• _Your task_
Turn the lines of the listing below, from the line with "For the pointing benchmark, tag the black and" up to and including the line with "Target: man in checkered jacket", into a numbered list with blank lines omitted. Include only those lines.

□ □ □

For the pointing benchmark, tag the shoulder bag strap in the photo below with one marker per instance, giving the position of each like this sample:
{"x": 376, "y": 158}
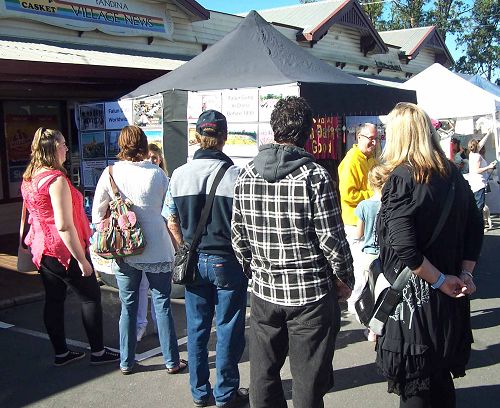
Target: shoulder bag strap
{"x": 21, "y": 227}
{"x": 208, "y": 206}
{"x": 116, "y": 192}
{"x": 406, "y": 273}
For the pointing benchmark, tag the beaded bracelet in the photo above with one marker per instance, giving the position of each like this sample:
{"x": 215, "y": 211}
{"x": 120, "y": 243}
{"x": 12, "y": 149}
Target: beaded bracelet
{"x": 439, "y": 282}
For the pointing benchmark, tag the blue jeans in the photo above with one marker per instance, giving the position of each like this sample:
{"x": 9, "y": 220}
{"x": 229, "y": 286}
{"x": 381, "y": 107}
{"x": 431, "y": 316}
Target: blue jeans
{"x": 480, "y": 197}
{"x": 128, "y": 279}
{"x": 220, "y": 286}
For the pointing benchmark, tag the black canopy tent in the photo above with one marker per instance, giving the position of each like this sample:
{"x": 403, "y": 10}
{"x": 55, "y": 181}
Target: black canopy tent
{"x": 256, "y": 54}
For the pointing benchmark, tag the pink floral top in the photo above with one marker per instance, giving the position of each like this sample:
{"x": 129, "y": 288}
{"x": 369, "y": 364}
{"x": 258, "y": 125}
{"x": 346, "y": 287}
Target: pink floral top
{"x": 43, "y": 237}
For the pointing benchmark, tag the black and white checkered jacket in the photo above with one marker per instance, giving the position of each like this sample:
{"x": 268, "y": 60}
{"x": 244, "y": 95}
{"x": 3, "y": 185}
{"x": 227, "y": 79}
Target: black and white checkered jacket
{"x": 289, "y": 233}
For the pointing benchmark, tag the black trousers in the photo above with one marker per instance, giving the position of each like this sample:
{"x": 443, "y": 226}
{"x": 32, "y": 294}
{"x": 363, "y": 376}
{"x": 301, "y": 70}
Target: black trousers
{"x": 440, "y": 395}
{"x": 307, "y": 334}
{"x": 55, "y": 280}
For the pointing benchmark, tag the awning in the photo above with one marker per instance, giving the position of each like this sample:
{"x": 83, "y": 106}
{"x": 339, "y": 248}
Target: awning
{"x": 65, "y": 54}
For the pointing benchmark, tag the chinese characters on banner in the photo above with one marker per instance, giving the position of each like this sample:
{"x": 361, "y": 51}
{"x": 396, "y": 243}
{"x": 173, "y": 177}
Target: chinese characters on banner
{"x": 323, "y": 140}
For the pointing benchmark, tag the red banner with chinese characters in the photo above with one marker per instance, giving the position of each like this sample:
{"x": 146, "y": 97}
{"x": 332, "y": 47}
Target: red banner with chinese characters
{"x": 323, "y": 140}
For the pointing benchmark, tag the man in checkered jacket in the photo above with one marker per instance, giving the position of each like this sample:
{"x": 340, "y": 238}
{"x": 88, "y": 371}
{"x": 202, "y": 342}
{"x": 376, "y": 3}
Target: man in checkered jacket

□ □ □

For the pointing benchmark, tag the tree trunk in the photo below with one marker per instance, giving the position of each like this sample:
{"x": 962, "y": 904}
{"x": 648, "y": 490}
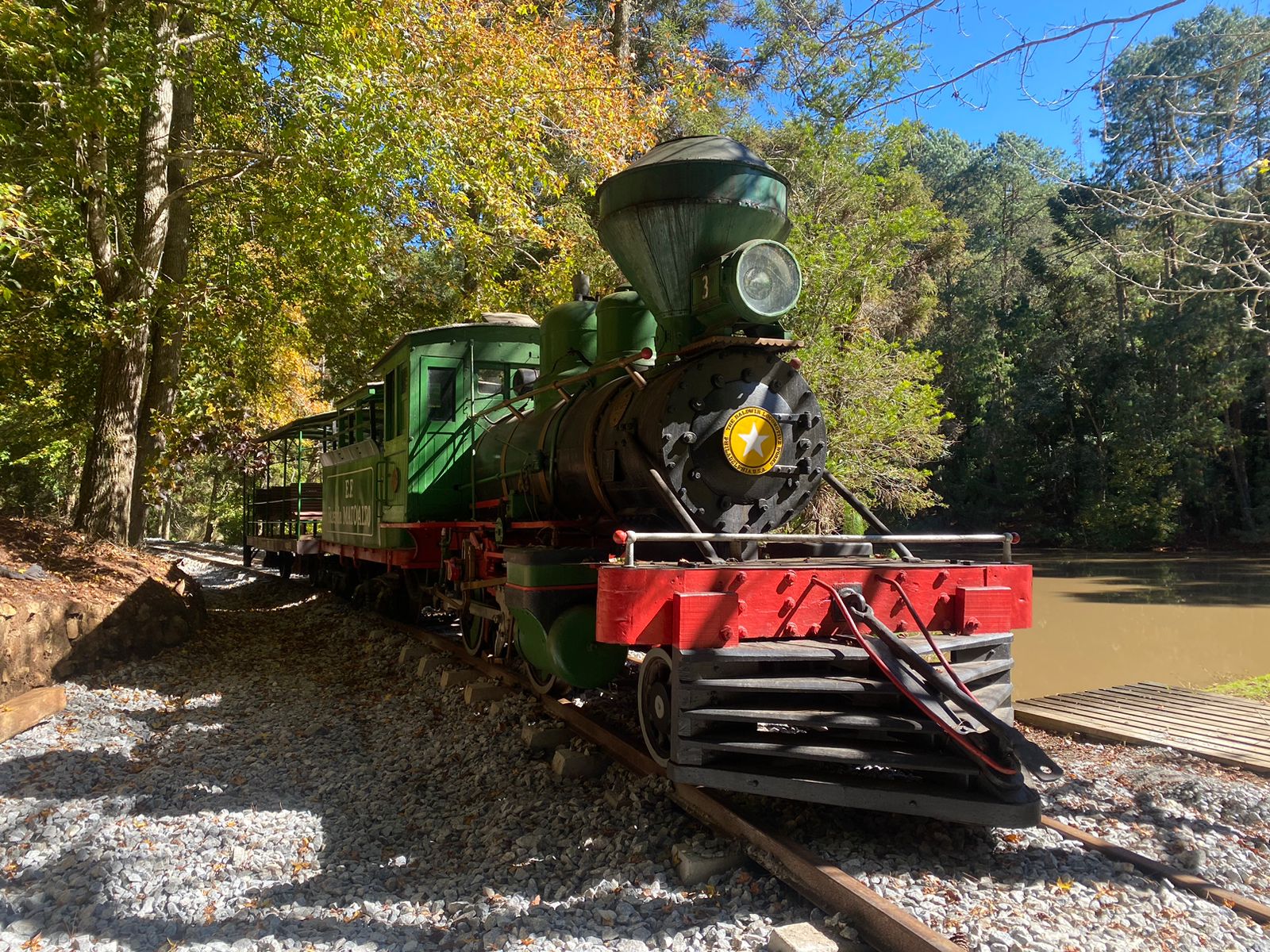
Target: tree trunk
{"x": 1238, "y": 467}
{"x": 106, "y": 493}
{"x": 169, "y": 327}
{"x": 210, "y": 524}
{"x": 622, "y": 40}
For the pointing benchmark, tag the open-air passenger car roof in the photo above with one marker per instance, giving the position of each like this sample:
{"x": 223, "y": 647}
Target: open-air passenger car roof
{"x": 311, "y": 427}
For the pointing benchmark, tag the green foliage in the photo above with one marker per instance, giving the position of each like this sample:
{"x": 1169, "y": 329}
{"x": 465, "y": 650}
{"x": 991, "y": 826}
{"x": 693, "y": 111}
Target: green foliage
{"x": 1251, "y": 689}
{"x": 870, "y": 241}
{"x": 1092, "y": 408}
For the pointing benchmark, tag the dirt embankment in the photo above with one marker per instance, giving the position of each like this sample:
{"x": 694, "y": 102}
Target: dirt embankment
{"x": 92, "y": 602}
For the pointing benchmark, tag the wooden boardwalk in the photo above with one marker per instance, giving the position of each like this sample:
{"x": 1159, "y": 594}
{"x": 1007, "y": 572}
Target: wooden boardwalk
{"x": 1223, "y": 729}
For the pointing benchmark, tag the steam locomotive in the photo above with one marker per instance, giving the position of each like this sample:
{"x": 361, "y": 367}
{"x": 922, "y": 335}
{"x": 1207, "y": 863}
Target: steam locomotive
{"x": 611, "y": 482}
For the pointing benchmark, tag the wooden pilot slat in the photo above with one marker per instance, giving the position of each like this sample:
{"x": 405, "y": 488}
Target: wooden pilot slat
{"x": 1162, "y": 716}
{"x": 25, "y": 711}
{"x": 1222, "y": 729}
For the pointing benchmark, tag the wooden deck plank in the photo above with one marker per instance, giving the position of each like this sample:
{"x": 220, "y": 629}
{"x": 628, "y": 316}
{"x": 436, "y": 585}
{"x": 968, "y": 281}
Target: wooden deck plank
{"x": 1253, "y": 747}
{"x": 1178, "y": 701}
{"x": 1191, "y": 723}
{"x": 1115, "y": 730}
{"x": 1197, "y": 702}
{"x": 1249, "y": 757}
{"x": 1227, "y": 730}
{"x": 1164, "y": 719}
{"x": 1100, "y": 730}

□ □ □

• _Full response_
1. For the pointing benchmark, tag the black and white checkered jacket in the photo above with one marker per instance, giving the position of each like this sample:
2. {"x": 268, "y": 60}
3. {"x": 244, "y": 95}
4. {"x": 3, "y": 185}
5. {"x": 227, "y": 79}
6. Target: black and white checkered jacket
7. {"x": 289, "y": 233}
8. For the pointing benchmark, tag the black trousers in the photo above with one marker per instance, giving the position of each like this sample:
9. {"x": 443, "y": 226}
10. {"x": 32, "y": 294}
11. {"x": 363, "y": 376}
12. {"x": 301, "y": 70}
13. Target: black trousers
14. {"x": 440, "y": 395}
15. {"x": 307, "y": 334}
16. {"x": 55, "y": 280}
17. For the pointing benchmark, tag the awning in the photo above with one marker per instance, giving the position of each like this sample:
18. {"x": 83, "y": 106}
19. {"x": 339, "y": 248}
20. Target: awning
21. {"x": 65, "y": 54}
22. For the pointing benchmark, tag the chinese characters on banner in the photo above with one marker per instance, giving the position of each like this sample:
23. {"x": 361, "y": 51}
24. {"x": 396, "y": 243}
25. {"x": 173, "y": 177}
26. Target: chinese characters on banner
27. {"x": 323, "y": 140}
28. For the pointing benchmark, tag the red banner with chinese characters in the photo above with one marker per instance, giving the position of each like this sample:
29. {"x": 146, "y": 97}
30. {"x": 332, "y": 47}
31. Target: red banner with chinese characters
32. {"x": 323, "y": 140}
33. For the pointing benchmark, tag the man in checkered jacket in the photo above with one marker per instance, giving the position of each like this sample:
34. {"x": 340, "y": 238}
35. {"x": 88, "y": 371}
36. {"x": 202, "y": 342}
37. {"x": 376, "y": 3}
38. Target: man in checkered jacket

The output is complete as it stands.